» **実施事項**
a) 悪の区別を論じた文章のうち、「ところで、死・苦痛・病気・飢」から「1次的悪は共有できるけれど、2次的悪はなかなか共有できにゃーわけだ。」までの部分を書き出してください。その際、「聖職者」を「僧侶」に改めてください。
b) 1次的悪と2次的悪を論じた文章を、最後の文の後から書き継いでください。
=== 本文抜粋 ===
ここでいう「2次的悪」というのは、売春とか非コミュとかに加えて、非道徳的な表現というものもはいってくるでしょうにゃー。


一部の表現は「悪」との烙印を押される。芸術もしばしばその憂き目に遭ってきたが、とりわけポルノという性表現は「不道徳」との悪評が立ちやすい。


ところで、死・苦痛・病気・飢えなどを避けるべきと考えることにおいては、ほとんどすべてのニンゲン社会において共有されているであろうことはわかりますにゃ。しかし、そうした「1次的悪」への対抗手段としての「善」は文化ごとにちがったものもあるわけにゃんね。例えばセックスがおおっぴらな文化もあるし、非コミュがえらい聖職者として尊崇される文化だってあるわけですにゃ。「善」というのもさまざまであるといえますにゃ。当然に、「2次的悪」もいろいろ。
つまり
1次的悪は共有できるけれど、2次的悪はなかなか共有できにゃーわけだ。


これを自由民主主義社会にひきつけると、「1次的悪」とは他者危害といえますにゃ。およそどんな社会においても、「1次的悪」は避けられるべきものであり、殺人・傷害・窃盗・強姦などが許されるニンゲン社会というのはありえにゃーわけだ。
そして、「2次的悪」は自由民主主義社会では「愚行」ということになるのではにゃーかと。他者に危害を与えない限り私的な愚行は仕方ないよね、というのが自由民主主義の考え方ですにゃ。
=== 抽出データ ===
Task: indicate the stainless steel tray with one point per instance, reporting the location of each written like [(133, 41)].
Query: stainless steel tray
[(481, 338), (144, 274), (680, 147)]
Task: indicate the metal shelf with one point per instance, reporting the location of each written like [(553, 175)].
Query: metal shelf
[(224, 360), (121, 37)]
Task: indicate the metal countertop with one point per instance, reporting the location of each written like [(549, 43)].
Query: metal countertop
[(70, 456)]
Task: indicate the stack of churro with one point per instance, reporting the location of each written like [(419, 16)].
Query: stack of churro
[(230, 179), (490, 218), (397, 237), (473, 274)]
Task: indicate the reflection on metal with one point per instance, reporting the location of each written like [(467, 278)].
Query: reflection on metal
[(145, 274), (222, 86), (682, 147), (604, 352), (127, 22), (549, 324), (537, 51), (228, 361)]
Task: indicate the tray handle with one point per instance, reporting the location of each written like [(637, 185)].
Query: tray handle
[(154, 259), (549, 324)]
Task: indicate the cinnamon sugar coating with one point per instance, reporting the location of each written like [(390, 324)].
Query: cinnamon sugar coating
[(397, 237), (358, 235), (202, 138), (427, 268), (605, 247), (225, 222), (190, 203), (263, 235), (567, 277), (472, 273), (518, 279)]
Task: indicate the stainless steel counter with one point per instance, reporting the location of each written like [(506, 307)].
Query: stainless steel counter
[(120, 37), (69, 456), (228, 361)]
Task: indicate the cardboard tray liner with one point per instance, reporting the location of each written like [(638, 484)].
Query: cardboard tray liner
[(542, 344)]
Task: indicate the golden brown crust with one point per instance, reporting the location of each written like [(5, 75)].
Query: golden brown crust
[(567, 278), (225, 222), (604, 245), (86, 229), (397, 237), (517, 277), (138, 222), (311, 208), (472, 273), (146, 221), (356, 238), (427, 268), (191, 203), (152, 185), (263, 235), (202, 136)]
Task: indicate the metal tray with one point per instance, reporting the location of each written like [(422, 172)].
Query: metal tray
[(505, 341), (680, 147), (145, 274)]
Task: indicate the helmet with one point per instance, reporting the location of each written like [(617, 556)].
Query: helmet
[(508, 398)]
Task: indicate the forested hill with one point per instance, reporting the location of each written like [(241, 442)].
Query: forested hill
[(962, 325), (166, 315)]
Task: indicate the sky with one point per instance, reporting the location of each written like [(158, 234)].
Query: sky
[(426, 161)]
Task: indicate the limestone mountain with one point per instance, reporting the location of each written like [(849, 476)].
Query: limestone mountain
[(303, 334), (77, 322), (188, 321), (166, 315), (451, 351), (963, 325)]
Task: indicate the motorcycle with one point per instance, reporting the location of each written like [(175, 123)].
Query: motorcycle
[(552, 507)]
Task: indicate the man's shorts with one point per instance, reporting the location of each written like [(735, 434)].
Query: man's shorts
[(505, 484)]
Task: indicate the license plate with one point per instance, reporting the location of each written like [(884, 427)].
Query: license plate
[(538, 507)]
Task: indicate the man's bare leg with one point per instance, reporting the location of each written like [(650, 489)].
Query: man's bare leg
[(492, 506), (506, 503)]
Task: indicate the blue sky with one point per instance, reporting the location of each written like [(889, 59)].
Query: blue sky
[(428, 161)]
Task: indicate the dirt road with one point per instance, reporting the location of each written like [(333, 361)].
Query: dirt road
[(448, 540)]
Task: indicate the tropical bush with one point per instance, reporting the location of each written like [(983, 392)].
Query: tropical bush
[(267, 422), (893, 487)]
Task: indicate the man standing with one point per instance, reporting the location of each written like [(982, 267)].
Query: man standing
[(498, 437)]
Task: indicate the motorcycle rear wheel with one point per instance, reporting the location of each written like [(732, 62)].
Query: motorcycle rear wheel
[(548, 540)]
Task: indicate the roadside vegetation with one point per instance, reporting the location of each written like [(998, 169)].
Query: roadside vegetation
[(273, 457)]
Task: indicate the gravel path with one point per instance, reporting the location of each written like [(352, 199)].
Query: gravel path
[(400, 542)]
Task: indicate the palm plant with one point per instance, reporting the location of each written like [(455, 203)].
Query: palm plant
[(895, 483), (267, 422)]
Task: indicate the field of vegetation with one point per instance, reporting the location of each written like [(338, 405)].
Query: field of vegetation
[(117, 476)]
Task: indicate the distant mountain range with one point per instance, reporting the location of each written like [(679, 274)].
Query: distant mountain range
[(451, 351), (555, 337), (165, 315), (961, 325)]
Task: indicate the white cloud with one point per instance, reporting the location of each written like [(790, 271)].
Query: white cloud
===
» **解答**
a)
ところで、死・苦痛・病気・飢えなどを避けるべきと考えることにおいては、ほとんどすべてのニンゲン社会において共有されているであろうことはわかりますにゃ。しかし、そうした「1次的悪」への対抗手段としての「善」は文化ごとにちがったものもあるわけにゃんね。例えばセックスがおおっぴらな文化もあるし、非コミュがえらい僧侶として尊崇される文化だってあるわけですにゃ。「善」というのもさまざまであるといえますにゃ。当然に、「2次的悪」もいろいろ。
つまり
1次的悪は共有できるけれど、2次的悪はなかなか共有できにゃーわけだ。

b)
自由民主主義という考え方は、「善」を一元化しにゃー。だから、「2次的悪」を取り締まるということがにゃーわけだ。僕が基本的に自由民主主義を支持するのは、「他者危害=1次的悪」と「愚行=2次的悪」を区別しているからですにゃ。
善を一元化し、「愚行=2次的悪」を取り締まるのが宗教権力や全体主義権力にゃんね。
そして自由主義社会において「愚行=2次的悪」とは私的領域にゾーニングされているのだにゃ。


ところで、この1次的悪・善・2次的悪の話は、むかーしヤフー掲示板で「善の感覚のみなもとは何か」というスレッドでやったお話なんですにゃ。
アウグスティヌス神学においては「悪は善の欠如である」ということになっているんだけど、ユングがそれに猛反発していて、「圧倒的な悪のリアリティこそが善の感覚のみなもとである」というようなことをいっていましてにゃ。自分なりに悪のリアリティから道徳意識を構成してみたものですにゃ。
圧倒的な悪のリアリティこそが、僕たちの倫理性をささえる基盤となるものだと僕は考えておりますにゃ。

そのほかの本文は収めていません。